* **OBJETIVO DA TAREFA A**:
No excerto sobre a Guerra de Angola, reescreva o trecho que começa em "Lembro-me de dois" e termina em "dito à família?", mudando "emboscada" para "patrulha".
* **OBJETIVO DA TAREFA B**:
Resuma em duas frases o excerto sobre o regresso dos soldados da Guerra de Angola.
* **OBJETIVO DA TAREFA C**:
No excerto sobre a Guerra de Angola, qual é o nome do paquete que traz os soldados de volta?

* **EXCERTO**:
------------
HOJE É DOMINGO
DIA DE PORTUGAL
NO JARDIM DA MINHA
CIDADE DE SANTARÉM
Março de 1965…, 43 anos depois o Paquete Vera Cruz aproxima-se
lentamente do Porto da Rocha do Conde de Óbidos como se estivesse relutante em
devolver ao país os soldados que levara dos braços dos familiares para a
incerteza de um destino que se chamava: Guerra de Angola.
Ou talvez fossem pruridos de quem tinha a consciência
pesada por devolver apenas uma parte da carga, ainda que a maior, que levara 27
meses antes mas, para uma mãe que não tenha recebido de volta o seu
filho que lhe interessava aqueles que voltavam se entre eles não estava o seu, senão
para aumentar a sua dor?
Em outros tempos, os das caravelas, teria sido necessário às mães esperar
que todos saíssem até perderem a esperança de verem chegar o seu filho mas na
década de sessenta do século XX as notícias da morte já chegavam rápidas e
dispensavam as esperas inúteis.
A sorte das mães portuguesas desde que iniciámos as
nossas aventuras pelas terras de além-mar esteve sempre ligada a uma praia ou a
um porto na ânsia de um filho ou de um marido que tarda em chegar abrindo ferida no coração.
Lembro-me de dois soldados, meus camaradas de guerra,
que numa emboscada em vez de terem sido mortos foram levados pelo inimigo,
raptados, e nunca mais soubemos deles.
Que teriam dito à família?
------------
* **EXTRATO DE DADOS**:
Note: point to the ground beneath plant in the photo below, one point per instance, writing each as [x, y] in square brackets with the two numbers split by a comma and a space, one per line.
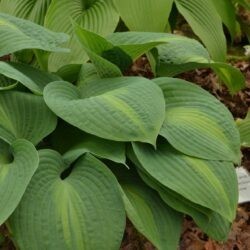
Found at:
------------
* **SOLUÇÃO A**:
Lembro-me de dois soldados, meus camaradas de guerra,
que numa patrulha em vez de terem sido mortos foram levados pelo inimigo,
raptados, e nunca mais soubemos deles.
Que teriam dito à família?

* **SOLUÇÃO B**:
Em março de 1965, o paquete Vera Cruz aproxima-se lentamente do Porto da Rocha do Conde de Óbidos, devolvendo apenas uma parte dos soldados que levara para a Guerra de Angola 27 meses antes. O excerto reflete sobre a sorte das mães portuguesas, sempre ligada à espera num porto ou numa praia, e recorda dois camaradas de guerra raptados pelo inimigo numa emboscada, de quem nunca mais se soube.

* **SOLUÇÃO C**:
Vera Cruz.